Task description:
Reproduce each line of the records below that contains the string "black", and omit every other line. Matching is case-sensitive.

Excerpted data:

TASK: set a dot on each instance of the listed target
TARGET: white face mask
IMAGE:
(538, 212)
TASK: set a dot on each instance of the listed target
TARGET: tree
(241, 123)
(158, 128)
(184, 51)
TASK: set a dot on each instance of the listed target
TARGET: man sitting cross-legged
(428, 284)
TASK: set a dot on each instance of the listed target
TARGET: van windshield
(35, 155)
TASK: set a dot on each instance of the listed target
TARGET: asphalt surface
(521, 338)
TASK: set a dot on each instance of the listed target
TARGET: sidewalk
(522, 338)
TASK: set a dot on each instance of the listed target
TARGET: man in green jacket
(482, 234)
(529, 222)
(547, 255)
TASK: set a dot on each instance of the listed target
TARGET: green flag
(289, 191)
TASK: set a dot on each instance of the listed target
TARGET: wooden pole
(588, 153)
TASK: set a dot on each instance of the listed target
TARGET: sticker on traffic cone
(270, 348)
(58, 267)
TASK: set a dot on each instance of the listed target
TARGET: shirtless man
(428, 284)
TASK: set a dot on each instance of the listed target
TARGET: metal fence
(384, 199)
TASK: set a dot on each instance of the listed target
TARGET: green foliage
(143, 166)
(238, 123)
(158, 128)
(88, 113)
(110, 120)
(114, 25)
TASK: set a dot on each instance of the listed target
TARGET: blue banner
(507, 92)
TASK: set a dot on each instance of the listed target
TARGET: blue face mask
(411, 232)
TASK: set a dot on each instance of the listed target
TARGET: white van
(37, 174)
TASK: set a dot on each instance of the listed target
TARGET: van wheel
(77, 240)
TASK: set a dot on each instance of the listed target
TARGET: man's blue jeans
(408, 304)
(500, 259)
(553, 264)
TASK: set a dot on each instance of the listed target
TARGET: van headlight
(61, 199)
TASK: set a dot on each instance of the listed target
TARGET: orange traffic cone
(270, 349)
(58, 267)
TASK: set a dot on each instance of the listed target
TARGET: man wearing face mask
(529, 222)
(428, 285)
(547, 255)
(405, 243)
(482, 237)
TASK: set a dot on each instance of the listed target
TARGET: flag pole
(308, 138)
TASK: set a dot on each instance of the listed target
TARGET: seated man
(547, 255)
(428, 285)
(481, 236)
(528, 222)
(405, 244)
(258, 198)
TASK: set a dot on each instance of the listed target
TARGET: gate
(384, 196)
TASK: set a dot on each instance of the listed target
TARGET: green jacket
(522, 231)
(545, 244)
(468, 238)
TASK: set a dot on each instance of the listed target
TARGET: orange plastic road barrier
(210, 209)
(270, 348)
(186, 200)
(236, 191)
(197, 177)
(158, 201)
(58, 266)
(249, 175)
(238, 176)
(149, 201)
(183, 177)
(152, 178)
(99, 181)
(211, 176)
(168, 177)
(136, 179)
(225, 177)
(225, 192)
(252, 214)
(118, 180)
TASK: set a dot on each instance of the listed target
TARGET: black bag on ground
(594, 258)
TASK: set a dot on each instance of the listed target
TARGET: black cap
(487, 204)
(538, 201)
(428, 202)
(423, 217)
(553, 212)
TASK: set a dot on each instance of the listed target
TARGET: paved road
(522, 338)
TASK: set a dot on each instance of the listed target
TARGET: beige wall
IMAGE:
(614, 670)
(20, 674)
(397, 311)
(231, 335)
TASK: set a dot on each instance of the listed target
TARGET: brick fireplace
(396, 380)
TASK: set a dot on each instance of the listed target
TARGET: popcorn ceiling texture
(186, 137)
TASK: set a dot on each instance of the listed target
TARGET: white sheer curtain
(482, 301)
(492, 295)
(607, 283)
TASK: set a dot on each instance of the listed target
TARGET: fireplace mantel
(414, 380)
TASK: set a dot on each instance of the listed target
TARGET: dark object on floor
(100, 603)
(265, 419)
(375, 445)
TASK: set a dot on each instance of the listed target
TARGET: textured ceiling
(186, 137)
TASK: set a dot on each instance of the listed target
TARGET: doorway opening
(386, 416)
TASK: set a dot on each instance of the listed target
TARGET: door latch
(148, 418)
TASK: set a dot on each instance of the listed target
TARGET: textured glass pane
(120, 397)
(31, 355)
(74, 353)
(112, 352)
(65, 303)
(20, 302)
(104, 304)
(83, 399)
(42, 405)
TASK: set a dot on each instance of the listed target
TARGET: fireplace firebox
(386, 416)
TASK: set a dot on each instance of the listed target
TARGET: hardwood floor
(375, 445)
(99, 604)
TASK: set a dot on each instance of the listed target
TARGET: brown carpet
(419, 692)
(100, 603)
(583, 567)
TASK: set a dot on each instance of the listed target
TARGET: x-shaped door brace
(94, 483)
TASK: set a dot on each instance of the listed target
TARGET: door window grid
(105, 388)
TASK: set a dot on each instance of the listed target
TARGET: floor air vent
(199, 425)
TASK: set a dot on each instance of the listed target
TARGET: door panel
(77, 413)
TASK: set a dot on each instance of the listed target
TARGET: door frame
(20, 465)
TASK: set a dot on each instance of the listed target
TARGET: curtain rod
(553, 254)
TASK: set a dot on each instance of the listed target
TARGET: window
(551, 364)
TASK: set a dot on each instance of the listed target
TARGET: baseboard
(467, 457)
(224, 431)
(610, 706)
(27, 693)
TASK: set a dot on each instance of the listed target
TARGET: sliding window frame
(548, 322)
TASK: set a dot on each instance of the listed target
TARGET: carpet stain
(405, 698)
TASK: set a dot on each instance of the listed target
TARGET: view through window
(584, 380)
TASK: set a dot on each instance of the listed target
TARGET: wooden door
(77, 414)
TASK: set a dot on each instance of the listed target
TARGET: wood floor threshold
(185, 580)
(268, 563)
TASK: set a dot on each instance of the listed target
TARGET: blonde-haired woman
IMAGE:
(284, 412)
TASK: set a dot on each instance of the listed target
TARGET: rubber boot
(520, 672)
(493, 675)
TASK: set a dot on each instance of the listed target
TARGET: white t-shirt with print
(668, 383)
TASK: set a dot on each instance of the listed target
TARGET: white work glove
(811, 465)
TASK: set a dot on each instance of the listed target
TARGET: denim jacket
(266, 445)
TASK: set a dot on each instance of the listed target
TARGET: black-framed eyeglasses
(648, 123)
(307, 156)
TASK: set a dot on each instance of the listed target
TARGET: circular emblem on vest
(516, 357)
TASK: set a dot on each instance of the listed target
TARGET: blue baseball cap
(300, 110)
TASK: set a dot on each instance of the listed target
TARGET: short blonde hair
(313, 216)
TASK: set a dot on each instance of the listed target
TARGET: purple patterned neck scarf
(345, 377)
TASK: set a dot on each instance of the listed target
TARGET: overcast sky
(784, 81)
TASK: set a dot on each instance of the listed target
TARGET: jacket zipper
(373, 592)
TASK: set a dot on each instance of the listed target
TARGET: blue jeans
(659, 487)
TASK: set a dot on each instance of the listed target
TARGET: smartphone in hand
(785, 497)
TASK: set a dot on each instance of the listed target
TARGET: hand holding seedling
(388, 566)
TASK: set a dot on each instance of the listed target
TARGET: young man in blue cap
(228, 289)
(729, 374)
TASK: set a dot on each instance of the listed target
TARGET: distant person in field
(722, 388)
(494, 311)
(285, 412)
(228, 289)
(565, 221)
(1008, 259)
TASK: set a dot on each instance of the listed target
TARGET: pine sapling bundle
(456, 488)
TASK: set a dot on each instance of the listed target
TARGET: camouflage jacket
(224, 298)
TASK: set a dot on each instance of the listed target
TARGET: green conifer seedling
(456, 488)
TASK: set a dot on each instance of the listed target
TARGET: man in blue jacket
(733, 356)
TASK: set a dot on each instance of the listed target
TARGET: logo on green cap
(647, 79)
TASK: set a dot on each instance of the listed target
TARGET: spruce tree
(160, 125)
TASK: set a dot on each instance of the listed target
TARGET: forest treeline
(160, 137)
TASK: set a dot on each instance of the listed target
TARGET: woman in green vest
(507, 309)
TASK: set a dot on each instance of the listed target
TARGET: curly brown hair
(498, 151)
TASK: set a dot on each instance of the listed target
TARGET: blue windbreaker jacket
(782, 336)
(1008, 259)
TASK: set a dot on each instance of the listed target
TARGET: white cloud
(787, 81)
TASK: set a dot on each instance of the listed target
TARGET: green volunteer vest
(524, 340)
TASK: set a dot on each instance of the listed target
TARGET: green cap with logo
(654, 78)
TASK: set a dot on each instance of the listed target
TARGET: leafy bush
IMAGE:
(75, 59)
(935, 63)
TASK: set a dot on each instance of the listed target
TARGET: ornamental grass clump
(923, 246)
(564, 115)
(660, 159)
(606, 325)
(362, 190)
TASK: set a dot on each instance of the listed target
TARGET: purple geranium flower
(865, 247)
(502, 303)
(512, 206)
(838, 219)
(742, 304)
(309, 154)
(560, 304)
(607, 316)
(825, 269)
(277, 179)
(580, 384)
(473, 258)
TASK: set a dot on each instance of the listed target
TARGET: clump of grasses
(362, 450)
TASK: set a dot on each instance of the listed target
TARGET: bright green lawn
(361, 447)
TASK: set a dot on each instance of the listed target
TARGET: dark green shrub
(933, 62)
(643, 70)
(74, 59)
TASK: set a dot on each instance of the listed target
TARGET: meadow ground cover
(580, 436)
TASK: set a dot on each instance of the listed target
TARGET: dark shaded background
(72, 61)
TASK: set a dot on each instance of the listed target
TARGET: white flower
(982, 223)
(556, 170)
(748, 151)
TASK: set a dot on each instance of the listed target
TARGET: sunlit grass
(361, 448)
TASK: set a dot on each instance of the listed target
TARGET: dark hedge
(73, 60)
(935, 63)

Exercise result:
TARGET: black bag on ground
TARGET: black cap
TARGET: black-framed eyeglasses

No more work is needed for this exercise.